Objectif: Recopiez sans rien changer le passage du texte sur Ralph Fiennes, de « Il voit le jour » à « à Tilda Swinton). ».

Texte cité:
****************************************
Il voit le jour le 22 décembre 1962 en Angleterre. Encouragé depuis la plus tendre enfance à se perfectionner dans les arts, il lit Shakespeare, écoute des disques de grands acteurs jouant les pièces du répertoire ou récitant de belles poésies. La vocation, alors, n'est pas loin d'être une évidence. Il hésite un moment, commence par étudier la peinture, il finit par devenir acteur. Il intègre la très prestigieuse Royal Academy of Dramatic arts et se réalise, suivant une formation admirablement complète (de la danse au chant, apprenant la poésie et bien sûr les grands textes). Fiennes trouve là de quoi s'exprimer. Diplômé avec succès, il joue sans relâche jusqu'à intégrer la Royal Shakespeare Compagny et le Royal National Theater à l'aube des années 90. Il gagne la reconnaissance et a suivi le parcours propre aux grands comédiens britanniques (de Gary Oldman à Tilda Swinton).

En 1992, il incarne donc Heathcliff dans ce qui reste à ce jour la plus belle interprétation du personnage. Dans les Haut de Hurlevent de Peter Kosminsky, il ressent un grand amour pour Cathy qui va se muer en haine, car il demeurera inassouvi. La belle se marie à un homme de sa condition et meurt prématurément. Heathcliff déchaînera sa frustration vengeresse sur la descendance de sa chère disparue. Le couple principal (Fiennes et Juliette Binoche) donne de la profondeur à ce film assez sage formellement. Ralph est ensuite le fils d'un évêque qui enquête sur le cas d'une femme pure, belle et innocente (Julia Ormond). Elle prétend avoir conçu un enfant tout en étant toujours vierge dans The Baby of Macon de Peter Greenaway. Il subit les assauts de séduction de la belle et découvre la nature troublante du rejeton. Une scène de viol absolument traumatisante conclut cette oeuvre. Fiennes s'immerge dans des ambiances troubles, souvent glauques.

Le personnage d'Amon Goeth dans La Liste de Schindler de Steven Spielberg, est absolument abject. Il est cruel et sadique, prend du plaisir à avoir droit de vie et de mort sur les prisonniers du camp de concentration qu'il dirige (la scène où il tire du haut de sa terrasse au fusil pour tuer arbitrairement des pauvres bougres est particulièrement éloquente). Il est possédé par une mégalomanie détraquée, totalement opposé à la ruse de Schindler. Il est son contraire et cherche pourtant à s'en faire un ami. Bedonnant, amoral et criminel, il a tout pour devenir un méchant de cinéma, presque une caricature. Pourtant ce qui ressort avant tout de ce rôle, c'est son extrême instabilité psychologique. Fiennes donne à voir la névrose profonde du personnage, en particulier lorsqu'il s'éprend d'une jeune fille juive à son service. Ce qui le rend plus imprévisible et intimidant, c'est précisément cette fragilité, dont on sent qu'elle le rend capable du pire, sur une impulsion rageuse. Par delà les actes horribles qu'il commet, l'acteur en fait un portrait presque impressionniste, nous donne à voir sa psychologie totalement perturbée. Ce sens de la nuance extrême est absolument juste et rare, la noirceur de Goeth n'est pas démoniaque mais profondément humaine, autant que la bonté de Schindler.
****************************************
Matériel extrait:

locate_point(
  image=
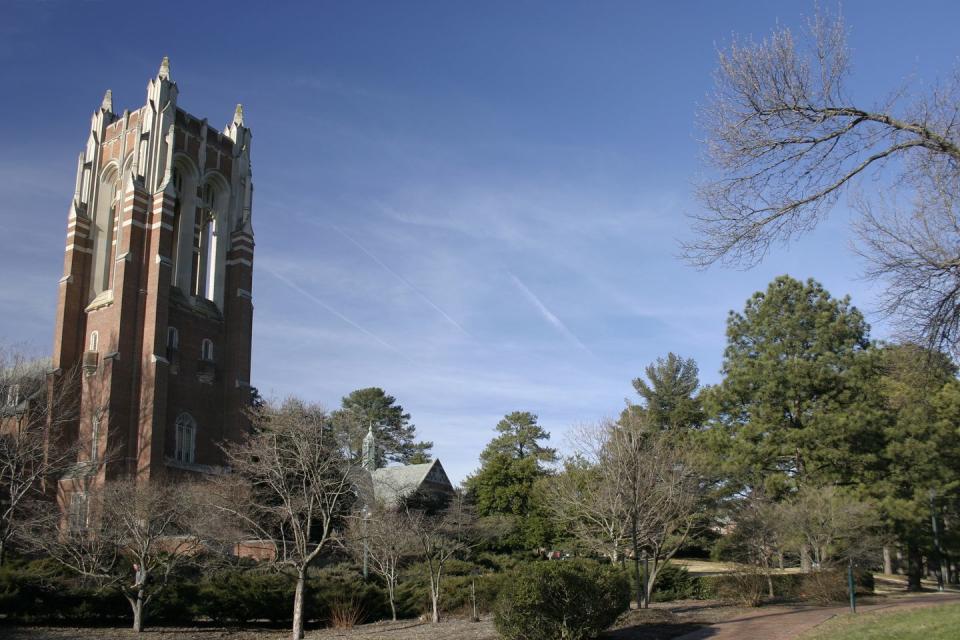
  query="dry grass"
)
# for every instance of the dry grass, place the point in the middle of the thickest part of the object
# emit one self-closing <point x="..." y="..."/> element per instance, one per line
<point x="664" y="621"/>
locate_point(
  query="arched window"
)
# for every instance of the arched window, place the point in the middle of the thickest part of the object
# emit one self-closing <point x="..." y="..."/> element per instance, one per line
<point x="186" y="439"/>
<point x="103" y="232"/>
<point x="173" y="345"/>
<point x="177" y="215"/>
<point x="206" y="350"/>
<point x="205" y="247"/>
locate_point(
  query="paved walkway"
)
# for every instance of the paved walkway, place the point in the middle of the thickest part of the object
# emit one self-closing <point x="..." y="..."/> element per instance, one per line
<point x="784" y="623"/>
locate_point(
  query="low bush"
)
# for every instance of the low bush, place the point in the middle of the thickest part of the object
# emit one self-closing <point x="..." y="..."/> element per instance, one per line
<point x="749" y="587"/>
<point x="675" y="583"/>
<point x="825" y="587"/>
<point x="237" y="595"/>
<point x="569" y="600"/>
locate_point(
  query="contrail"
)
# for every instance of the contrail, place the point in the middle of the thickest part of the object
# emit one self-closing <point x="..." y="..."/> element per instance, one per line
<point x="313" y="298"/>
<point x="548" y="315"/>
<point x="406" y="282"/>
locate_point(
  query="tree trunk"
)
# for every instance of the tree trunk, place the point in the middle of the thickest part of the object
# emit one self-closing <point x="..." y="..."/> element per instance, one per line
<point x="653" y="568"/>
<point x="136" y="606"/>
<point x="805" y="564"/>
<point x="914" y="567"/>
<point x="435" y="596"/>
<point x="391" y="589"/>
<point x="298" y="605"/>
<point x="636" y="565"/>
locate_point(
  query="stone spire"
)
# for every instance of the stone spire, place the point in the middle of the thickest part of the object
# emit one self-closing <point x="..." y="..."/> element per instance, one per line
<point x="369" y="451"/>
<point x="164" y="73"/>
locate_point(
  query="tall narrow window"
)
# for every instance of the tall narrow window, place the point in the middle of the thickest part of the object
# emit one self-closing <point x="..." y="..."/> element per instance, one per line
<point x="77" y="517"/>
<point x="177" y="210"/>
<point x="205" y="245"/>
<point x="95" y="440"/>
<point x="186" y="438"/>
<point x="103" y="232"/>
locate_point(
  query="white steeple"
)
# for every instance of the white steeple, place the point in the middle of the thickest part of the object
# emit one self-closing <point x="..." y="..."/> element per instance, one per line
<point x="369" y="451"/>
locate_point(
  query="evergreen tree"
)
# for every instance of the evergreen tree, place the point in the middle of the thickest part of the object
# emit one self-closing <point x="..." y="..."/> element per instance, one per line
<point x="519" y="438"/>
<point x="506" y="485"/>
<point x="669" y="393"/>
<point x="796" y="402"/>
<point x="921" y="454"/>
****************************************
Résultat:
Il voit le jour le 22 décembre 1962 en Angleterre. Encouragé depuis la plus tendre enfance à se perfectionner dans les arts, il lit Shakespeare, écoute des disques de grands acteurs jouant les pièces du répertoire ou récitant de belles poésies. La vocation, alors, n'est pas loin d'être une évidence. Il hésite un moment, commence par étudier la peinture, il finit par devenir acteur. Il intègre la très prestigieuse Royal Academy of Dramatic arts et se réalise, suivant une formation admirablement complète (de la danse au chant, apprenant la poésie et bien sûr les grands textes). Fiennes trouve là de quoi s'exprimer. Diplômé avec succès, il joue sans relâche jusqu'à intégrer la Royal Shakespeare Compagny et le Royal National Theater à l'aube des années 90. Il gagne la reconnaissance et a suivi le parcours propre aux grands comédiens britanniques (de Gary Oldman à Tilda Swinton).